====== Text segment

The plane's black boxes, or flight data and cockpit voice recorders,
may hold the answers to why the Boeing 777 lost communications and
veered so far off course when it vanished March 8 while flying from
Kuala Lumpur, Malaysia, to Beijing with 239 people on board.

 

Search crews are racing against time because the batteries powering the
devices' locator beacons last only about a month — and more than a
month has passed since the plane disappeared. Finding the black boxes
after the batteries fail will be extremely difficult because the water
in the area is 4,500 metres deep.

 

The Australian ship Ocean Shield is towing a U.S. Navy device that
detects black box signals, and two sounds it heard Saturday were
determined to be consistent with the signals emitted from aircraft
flight recorders. Two more sounds were detected in the same general area
on Tuesday.

 

"We are confident that we know the position of the black box flight
recorder to within some kilometres," Abbott said. "But confidence in the
approximate position of the black box is not the same as recovering
wreckage from almost 4

1/2 kilometres beneath the sea or finally
determining all that happened on that flight."

 

An Australian air force P-3 Orion, which has been dropping sonar buoys
into the water near where the Ocean Shield picked up the sounds,
detected another possible signal on Thursday, but Angus Houston, who is
co-ordinating the search for Flight 370, said in a statement that an
initial assessment had determined it was not related to an aircraft
black box.

 

The buoys each have a hydrophone listening device that dangles about
300 metres below the surface and their data is sent via radio back to a
plane, Royal Australian Navy Commodore Peter Leavy said.

 

The Ocean Shield was still towing its pinger locator to try to find
additional signals on Friday, and the Orions were continuing their hunt,
Houston said. The underwater search zone is currently a
1,300-square-kilometre patch of the ocean floor, about the size of the
city of Los Angeles.

============
====== Recorded information

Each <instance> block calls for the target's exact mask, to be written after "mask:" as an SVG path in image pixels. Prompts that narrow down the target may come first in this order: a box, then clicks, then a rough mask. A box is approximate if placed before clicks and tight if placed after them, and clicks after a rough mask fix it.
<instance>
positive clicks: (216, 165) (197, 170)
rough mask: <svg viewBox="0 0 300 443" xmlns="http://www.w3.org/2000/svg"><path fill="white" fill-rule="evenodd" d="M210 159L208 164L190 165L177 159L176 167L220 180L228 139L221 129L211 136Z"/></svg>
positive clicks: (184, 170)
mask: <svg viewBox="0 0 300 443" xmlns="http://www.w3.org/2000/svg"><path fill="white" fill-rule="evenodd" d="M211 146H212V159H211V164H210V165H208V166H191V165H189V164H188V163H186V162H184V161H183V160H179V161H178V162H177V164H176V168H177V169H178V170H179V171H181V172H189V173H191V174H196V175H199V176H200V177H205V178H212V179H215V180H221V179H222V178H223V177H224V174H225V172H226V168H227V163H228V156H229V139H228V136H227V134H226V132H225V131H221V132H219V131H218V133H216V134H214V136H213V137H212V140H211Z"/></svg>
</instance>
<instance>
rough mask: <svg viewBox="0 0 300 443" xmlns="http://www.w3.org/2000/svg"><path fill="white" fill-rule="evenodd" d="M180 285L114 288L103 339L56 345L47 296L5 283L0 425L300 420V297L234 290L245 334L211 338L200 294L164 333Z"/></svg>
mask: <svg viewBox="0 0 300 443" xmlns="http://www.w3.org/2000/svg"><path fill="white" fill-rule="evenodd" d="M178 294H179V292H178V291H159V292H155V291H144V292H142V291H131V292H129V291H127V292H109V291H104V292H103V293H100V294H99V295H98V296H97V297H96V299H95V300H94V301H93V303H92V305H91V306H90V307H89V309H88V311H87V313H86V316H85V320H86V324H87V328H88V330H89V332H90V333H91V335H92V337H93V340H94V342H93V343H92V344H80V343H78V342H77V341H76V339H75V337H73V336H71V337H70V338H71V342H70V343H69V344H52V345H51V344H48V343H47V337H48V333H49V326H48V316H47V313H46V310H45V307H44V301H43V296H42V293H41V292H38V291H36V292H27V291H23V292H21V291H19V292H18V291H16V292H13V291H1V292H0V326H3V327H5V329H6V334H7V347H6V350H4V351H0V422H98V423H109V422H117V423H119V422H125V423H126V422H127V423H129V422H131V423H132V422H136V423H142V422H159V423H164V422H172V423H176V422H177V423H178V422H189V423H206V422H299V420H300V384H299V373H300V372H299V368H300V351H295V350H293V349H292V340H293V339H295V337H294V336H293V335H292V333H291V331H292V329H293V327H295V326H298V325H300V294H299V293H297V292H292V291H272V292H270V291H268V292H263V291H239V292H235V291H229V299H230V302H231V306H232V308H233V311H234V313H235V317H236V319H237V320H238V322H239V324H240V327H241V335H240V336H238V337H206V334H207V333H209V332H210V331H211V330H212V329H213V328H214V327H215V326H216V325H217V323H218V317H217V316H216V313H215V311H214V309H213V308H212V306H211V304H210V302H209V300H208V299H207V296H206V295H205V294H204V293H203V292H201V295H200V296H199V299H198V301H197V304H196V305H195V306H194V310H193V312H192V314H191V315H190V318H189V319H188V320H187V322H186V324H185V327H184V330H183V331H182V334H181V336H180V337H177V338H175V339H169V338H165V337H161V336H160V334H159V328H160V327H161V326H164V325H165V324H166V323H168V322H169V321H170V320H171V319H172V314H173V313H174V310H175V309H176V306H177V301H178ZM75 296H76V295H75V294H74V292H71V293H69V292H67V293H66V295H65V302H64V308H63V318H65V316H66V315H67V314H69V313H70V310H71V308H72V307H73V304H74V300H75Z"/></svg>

============

Check your understanding:
1. In the article on the search for the missing plane, how long do the batteries powering the locator beacons last?
2. Reproduce the passage of the article on the search for the missing plane starting at "Search crews are" and ending at "on Tuesday.".
3. Name every day of the week mentioned in the article on the search for the missing plane.

Task-by-task outputs:
1. About a month.

2.
Search crews are racing against time because the batteries powering the
devices' locator beacons last only about a month — and more than a
month has passed since the plane disappeared. Finding the black boxes
after the batteries fail will be extremely difficult because the water
in the area is 4,500 metres deep.

 

The Australian ship Ocean Shield is towing a U.S. Navy device that
detects black box signals, and two sounds it heard Saturday were
determined to be consistent with the signals emitted from aircraft
flight recorders. Two more sounds were detected in the same general area
on Tuesday.

3. Saturday, Tuesday, Thursday, Friday